**页面正文**
POJ 1470 Closest Common Ancestors (LCA)

Description

Write a program that takes as input a rooted tree and a list of pairs of vertices. For each pair (u,v) the program determines the closest common ancestor of u and v in the tree. The closest common ancestor of two nodes u and v is the node w that is an ancestor of both u and v and has the greatest depth in the tree. A node can be its own ancestor (for example in Figure 1 the ancestors of node 2 are 2 and 5)

 

Input

The data set, which is read from a the std input, starts with the tree description, in the form:

nr_of_vertices

vertex:(nr_of_successors) successor1 successor2 … successorn

where vertices are represented as integers from 1 to n ( n <= 900 ). The tree description is followed by a list of pairs of vertices, in the form:

nr_of_pairs

(u v) (x y) …

The input file contents several data sets (at least one).

Note that white-spaces (tabs, spaces and line breaks) can be used freely in the input.

 

Output

For each common ancestor the program prints the ancestor and the number of pair for which it is an ancestor. The results are printed on the standard output on separate lines, in to the ascending order of the vertices, in the format: ancestor:times

For example, for the following tree:

img

 

Sample Input

5
5:(3) 1 4 2
1:(0)
4:(0)
2:(1) 3
3:(0)
6
(1 5) (1 4) (4 2)
      (2 3)
(1 3) (4 3)

 

Sample Output

2:1
5:5

 

题意

给出一棵树,有 n 次查询最近公共祖先,输出所有查询所涉及到顶点的次数,未涉及则不输出。

 

思路

标准 LCA 问题,使用离线 tarjan + 并查集实现,在遍历过程中记录所有查询到的公共祖先出现次数即可。

 

AC 代码

#include<iostream>
#include<vector>
#include<cstring>
#include<cstdio>
using namespace std;

const int maxn=1001;
int fa[maxn];
int rank[maxn];
int indegree[maxn];     //入度
bool visit[maxn];
vector<int> tree[maxn],Qes[maxn];
int ancestor[maxn];
int ans[maxn];

void init(int n)
{
    memset(rank,0,sizeof(rank));
    memset(visit,false,sizeof(visit));
    memset(indegree,0,sizeof(indegree));
    memset(ancestor,0,sizeof(ancestor));
    memset(ans,0,sizeof(ans));
    for(int i=1; i<=n; i++)

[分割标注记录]
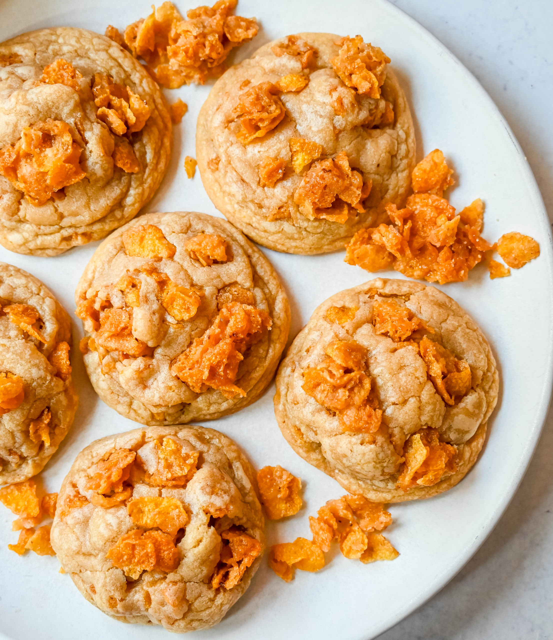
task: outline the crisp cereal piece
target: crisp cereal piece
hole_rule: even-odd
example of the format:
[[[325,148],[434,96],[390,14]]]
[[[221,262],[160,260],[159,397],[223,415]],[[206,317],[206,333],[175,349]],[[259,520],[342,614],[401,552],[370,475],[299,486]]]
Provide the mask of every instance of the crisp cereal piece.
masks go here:
[[[125,253],[139,258],[160,260],[172,258],[176,249],[155,225],[138,225],[127,229],[122,236]]]
[[[204,267],[211,267],[214,262],[227,262],[227,242],[221,236],[199,234],[187,240],[184,246],[190,257]]]
[[[524,267],[540,255],[540,245],[529,236],[518,232],[504,234],[497,241],[497,253],[513,269]]]
[[[257,484],[261,502],[269,520],[293,516],[301,508],[300,478],[276,467],[264,467],[257,472]]]

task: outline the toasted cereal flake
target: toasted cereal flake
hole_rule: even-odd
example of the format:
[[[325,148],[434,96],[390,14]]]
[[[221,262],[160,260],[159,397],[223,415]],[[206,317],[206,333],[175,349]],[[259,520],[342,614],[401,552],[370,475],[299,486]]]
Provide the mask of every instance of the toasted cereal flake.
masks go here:
[[[231,302],[219,312],[207,330],[173,361],[171,372],[195,393],[211,387],[227,397],[246,392],[234,383],[243,353],[258,342],[272,321],[262,309]]]
[[[400,467],[396,486],[406,492],[417,484],[432,486],[442,476],[457,470],[457,447],[440,442],[435,429],[421,429],[407,440],[403,449],[405,461]]]
[[[221,557],[211,579],[211,586],[229,589],[240,582],[246,570],[261,554],[261,544],[255,538],[234,528],[223,531],[221,538]]]
[[[190,257],[204,267],[211,267],[214,262],[227,262],[227,241],[216,234],[199,234],[188,240],[184,246]]]
[[[279,465],[264,467],[258,471],[257,484],[269,520],[293,516],[301,508],[301,480]]]
[[[497,241],[497,253],[513,269],[524,267],[540,255],[540,245],[529,236],[517,232],[504,234]]]
[[[122,239],[127,255],[161,260],[172,258],[176,248],[155,225],[137,225],[123,234]]]
[[[9,372],[0,372],[0,415],[17,409],[24,398],[23,379]]]
[[[133,498],[127,504],[127,511],[138,527],[158,527],[174,538],[179,529],[190,522],[180,500],[154,496]]]
[[[360,93],[380,98],[390,58],[378,47],[364,42],[361,36],[342,38],[336,44],[341,48],[330,63],[341,80]]]
[[[296,173],[323,153],[322,145],[303,138],[291,138],[289,144],[292,166]]]
[[[282,158],[266,157],[259,165],[259,184],[274,187],[284,175],[286,161]]]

**工作任务**
A. 请将 POJ 1470 题解中从“nr_of_pairs”一直到“in the input.”的部分逐字照抄下来。
B. 请把 POJ 1470 题解中以“Write a program that takes as input”开头的段落改写成简短的中文要点列表，并保留其主要内容。

**各题答案**
A.
nr_of_pairs

(u v) (x y) …

The input file contents several data sets (at least one).

Note that white-spaces (tabs, spaces and line breaks) can be used freely in the input.

B.
- 程序的输入是一棵有根树和一组顶点对。
- 对每一对 (u,v)，程序求出 u 和 v 在树中的最近公共祖先。
- 最近公共祖先是同时为 u 和 v 的祖先、并且在树中深度最大的节点 w。
- 节点可以是它自己的祖先。例如在图 1 中，节点 2 的祖先是 2 和 5。